GOAL OF THE EXERCISE: Output all records below verbatim.

[Collected data]
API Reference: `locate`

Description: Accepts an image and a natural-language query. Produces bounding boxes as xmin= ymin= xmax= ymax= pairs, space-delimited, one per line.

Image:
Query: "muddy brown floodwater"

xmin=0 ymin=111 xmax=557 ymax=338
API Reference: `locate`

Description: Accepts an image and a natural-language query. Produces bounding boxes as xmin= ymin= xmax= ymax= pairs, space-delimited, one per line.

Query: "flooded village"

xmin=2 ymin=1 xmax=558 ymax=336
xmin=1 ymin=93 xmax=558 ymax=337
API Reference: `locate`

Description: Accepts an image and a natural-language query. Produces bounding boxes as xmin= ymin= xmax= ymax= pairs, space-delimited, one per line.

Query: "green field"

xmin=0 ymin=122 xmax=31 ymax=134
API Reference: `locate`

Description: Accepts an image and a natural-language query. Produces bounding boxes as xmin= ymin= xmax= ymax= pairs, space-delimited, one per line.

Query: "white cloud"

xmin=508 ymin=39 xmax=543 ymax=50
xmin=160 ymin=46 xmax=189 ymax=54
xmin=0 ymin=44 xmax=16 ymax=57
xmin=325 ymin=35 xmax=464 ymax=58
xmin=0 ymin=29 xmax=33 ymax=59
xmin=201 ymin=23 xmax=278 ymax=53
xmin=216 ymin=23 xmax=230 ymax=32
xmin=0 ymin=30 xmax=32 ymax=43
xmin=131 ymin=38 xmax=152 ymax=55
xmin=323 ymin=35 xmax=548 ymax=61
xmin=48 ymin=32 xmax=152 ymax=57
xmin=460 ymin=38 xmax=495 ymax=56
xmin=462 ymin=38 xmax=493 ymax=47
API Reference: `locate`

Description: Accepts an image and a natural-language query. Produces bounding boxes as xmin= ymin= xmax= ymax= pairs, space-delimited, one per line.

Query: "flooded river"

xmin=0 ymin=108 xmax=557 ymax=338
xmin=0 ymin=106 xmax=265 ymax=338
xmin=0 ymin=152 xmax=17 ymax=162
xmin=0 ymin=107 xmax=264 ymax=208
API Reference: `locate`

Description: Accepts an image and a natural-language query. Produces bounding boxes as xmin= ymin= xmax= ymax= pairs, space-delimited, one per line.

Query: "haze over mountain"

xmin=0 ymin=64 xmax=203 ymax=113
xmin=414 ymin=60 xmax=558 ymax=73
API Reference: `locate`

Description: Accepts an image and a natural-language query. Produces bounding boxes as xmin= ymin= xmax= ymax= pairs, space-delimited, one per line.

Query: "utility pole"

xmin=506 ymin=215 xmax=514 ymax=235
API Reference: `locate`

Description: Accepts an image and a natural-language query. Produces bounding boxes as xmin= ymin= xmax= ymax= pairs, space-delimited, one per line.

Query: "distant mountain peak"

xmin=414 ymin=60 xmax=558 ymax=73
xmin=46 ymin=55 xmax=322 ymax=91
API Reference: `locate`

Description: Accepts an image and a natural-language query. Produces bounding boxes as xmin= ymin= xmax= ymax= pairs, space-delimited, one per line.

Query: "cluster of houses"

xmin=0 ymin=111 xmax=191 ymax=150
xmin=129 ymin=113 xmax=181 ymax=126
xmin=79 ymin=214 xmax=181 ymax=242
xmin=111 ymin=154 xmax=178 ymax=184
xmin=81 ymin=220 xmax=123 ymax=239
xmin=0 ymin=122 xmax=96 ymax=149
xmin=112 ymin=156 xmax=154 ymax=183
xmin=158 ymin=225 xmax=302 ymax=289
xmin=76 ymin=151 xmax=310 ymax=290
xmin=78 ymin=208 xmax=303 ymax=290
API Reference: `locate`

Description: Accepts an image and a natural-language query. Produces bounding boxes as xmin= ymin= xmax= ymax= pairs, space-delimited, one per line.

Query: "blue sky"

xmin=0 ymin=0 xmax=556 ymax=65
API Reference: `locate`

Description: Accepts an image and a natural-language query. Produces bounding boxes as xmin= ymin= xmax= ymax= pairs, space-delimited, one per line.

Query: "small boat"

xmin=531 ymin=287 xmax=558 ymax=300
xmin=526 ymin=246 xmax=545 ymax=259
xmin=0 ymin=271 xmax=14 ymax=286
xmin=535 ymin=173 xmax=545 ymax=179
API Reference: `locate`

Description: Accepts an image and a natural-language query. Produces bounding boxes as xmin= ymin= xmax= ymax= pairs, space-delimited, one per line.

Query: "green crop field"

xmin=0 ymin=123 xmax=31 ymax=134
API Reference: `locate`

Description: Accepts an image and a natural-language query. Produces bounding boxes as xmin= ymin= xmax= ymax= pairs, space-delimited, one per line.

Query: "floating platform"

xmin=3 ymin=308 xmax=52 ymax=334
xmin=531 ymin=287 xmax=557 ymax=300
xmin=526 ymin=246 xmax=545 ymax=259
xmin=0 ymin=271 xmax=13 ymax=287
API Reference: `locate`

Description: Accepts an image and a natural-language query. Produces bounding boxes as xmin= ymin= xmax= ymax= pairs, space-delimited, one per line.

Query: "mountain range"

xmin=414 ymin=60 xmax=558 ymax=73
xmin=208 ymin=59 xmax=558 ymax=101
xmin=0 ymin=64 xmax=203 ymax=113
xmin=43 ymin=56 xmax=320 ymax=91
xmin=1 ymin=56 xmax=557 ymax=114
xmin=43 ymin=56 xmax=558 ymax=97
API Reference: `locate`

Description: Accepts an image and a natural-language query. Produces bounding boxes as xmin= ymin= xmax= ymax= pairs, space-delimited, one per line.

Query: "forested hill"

WRITTEN ANSWER:
API Reference: `locate`

Description: Accepts an image and a natural-language query. Produces bounding boxes as xmin= ymin= xmax= ymax= pairs, space-delimited, one per line.

Image:
Query: "muddy brown floodwater"

xmin=0 ymin=111 xmax=557 ymax=338
API Reference: `locate`

Description: Accepts an image and a natural-language query. Produces bounding boxes as xmin= ymin= xmax= ymax= pairs, space-delimited, one per line.

Query: "flooded village"

xmin=2 ymin=1 xmax=558 ymax=336
xmin=1 ymin=93 xmax=558 ymax=337
API Reference: `locate`

Description: Accepts an image and a natural-language query. Produces bounding boxes as xmin= ymin= xmax= ymax= pairs, space-delimited, one per line.

Query: "green field"

xmin=0 ymin=122 xmax=31 ymax=134
API Reference: `locate`

Description: Accepts an image and a natural-language query. Produces bounding boxes as xmin= ymin= xmax= ymax= pairs, space-delimited, one per line.

Query: "white cloud"

xmin=508 ymin=39 xmax=543 ymax=50
xmin=160 ymin=46 xmax=189 ymax=54
xmin=0 ymin=44 xmax=16 ymax=57
xmin=325 ymin=35 xmax=464 ymax=58
xmin=0 ymin=29 xmax=33 ymax=59
xmin=201 ymin=23 xmax=278 ymax=53
xmin=216 ymin=23 xmax=230 ymax=32
xmin=0 ymin=30 xmax=32 ymax=43
xmin=131 ymin=38 xmax=152 ymax=55
xmin=323 ymin=35 xmax=548 ymax=61
xmin=48 ymin=32 xmax=152 ymax=57
xmin=460 ymin=38 xmax=495 ymax=56
xmin=462 ymin=38 xmax=493 ymax=47
API Reference: `locate`

Description: Accepts an image and a natural-language query. Produces bounding boxes as xmin= ymin= xmax= ymax= pairs, space-delimited, one per line.

Query: "flooded river"

xmin=0 ymin=108 xmax=557 ymax=338
xmin=0 ymin=106 xmax=265 ymax=338
xmin=0 ymin=152 xmax=17 ymax=162
xmin=0 ymin=107 xmax=264 ymax=208
API Reference: `locate`

Description: Accepts an image and a natural-language query. Produces bounding boxes as xmin= ymin= xmax= ymax= pairs, space-delimited, one per line.

Query: "haze over mountain"

xmin=0 ymin=64 xmax=203 ymax=113
xmin=414 ymin=60 xmax=558 ymax=73
API Reference: `locate`

Description: Accepts an image and a natural-language query. Produces bounding boxes as xmin= ymin= xmax= ymax= pairs, space-delimited, one per line.

Query: "utility pole"

xmin=506 ymin=215 xmax=514 ymax=235
API Reference: `locate`

Description: Accepts an image and a natural-language query. Produces bounding boxes as xmin= ymin= xmax= ymax= pairs, space-delimited, one per line.

Query: "distant mountain peak"

xmin=414 ymin=60 xmax=558 ymax=73
xmin=46 ymin=55 xmax=322 ymax=91
API Reference: `locate`

Description: Accepts an image and a natural-language query. Produces bounding boxes as xmin= ymin= xmax= ymax= pairs, space-delimited, one per line.

Query: "cluster of houses"

xmin=0 ymin=111 xmax=191 ymax=150
xmin=129 ymin=113 xmax=181 ymax=126
xmin=79 ymin=214 xmax=181 ymax=242
xmin=111 ymin=154 xmax=178 ymax=184
xmin=81 ymin=220 xmax=123 ymax=239
xmin=0 ymin=122 xmax=96 ymax=149
xmin=112 ymin=156 xmax=154 ymax=183
xmin=158 ymin=225 xmax=302 ymax=289
xmin=76 ymin=151 xmax=310 ymax=290
xmin=78 ymin=208 xmax=303 ymax=290
API Reference: `locate`

Description: Accepts an image and a natural-language query. Produces bounding boxes as xmin= ymin= xmax= ymax= pairs, space-delimited, one per line.

Query: "blue sky"

xmin=0 ymin=0 xmax=556 ymax=65
API Reference: `locate`

Description: Accepts an image and a natural-language query. Produces bounding boxes as xmin= ymin= xmax= ymax= pairs, space-delimited, one per line.

Query: "small boat"

xmin=531 ymin=287 xmax=558 ymax=300
xmin=526 ymin=246 xmax=545 ymax=259
xmin=0 ymin=271 xmax=14 ymax=286
xmin=535 ymin=173 xmax=545 ymax=179
API Reference: `locate`

Description: Accepts an image and a natural-language query. Produces bounding boxes as xmin= ymin= xmax= ymax= pairs, space-delimited, one per line.

Query: "green crop field"

xmin=0 ymin=123 xmax=31 ymax=134
API Reference: `locate`

Description: Accepts an image and a natural-language query. Produces bounding boxes as xmin= ymin= xmax= ymax= pairs, space-delimited, one per line.

Query: "floating platform"

xmin=3 ymin=308 xmax=52 ymax=334
xmin=531 ymin=287 xmax=557 ymax=300
xmin=526 ymin=246 xmax=545 ymax=259
xmin=0 ymin=271 xmax=13 ymax=287
API Reference: `locate`

Description: Accepts an image and a natural-language query. Produces bounding boxes as xmin= ymin= xmax= ymax= pairs, space-delimited, one per line.

Query: "mountain range"

xmin=414 ymin=60 xmax=558 ymax=73
xmin=208 ymin=59 xmax=558 ymax=101
xmin=0 ymin=64 xmax=203 ymax=113
xmin=43 ymin=56 xmax=320 ymax=91
xmin=1 ymin=56 xmax=557 ymax=114
xmin=43 ymin=56 xmax=558 ymax=97
API Reference: `locate`

Description: Accepts an image and a natural-language query. Produces bounding boxes as xmin= ymin= xmax= ymax= pairs, space-delimited, one per line.

Query: "forested hill"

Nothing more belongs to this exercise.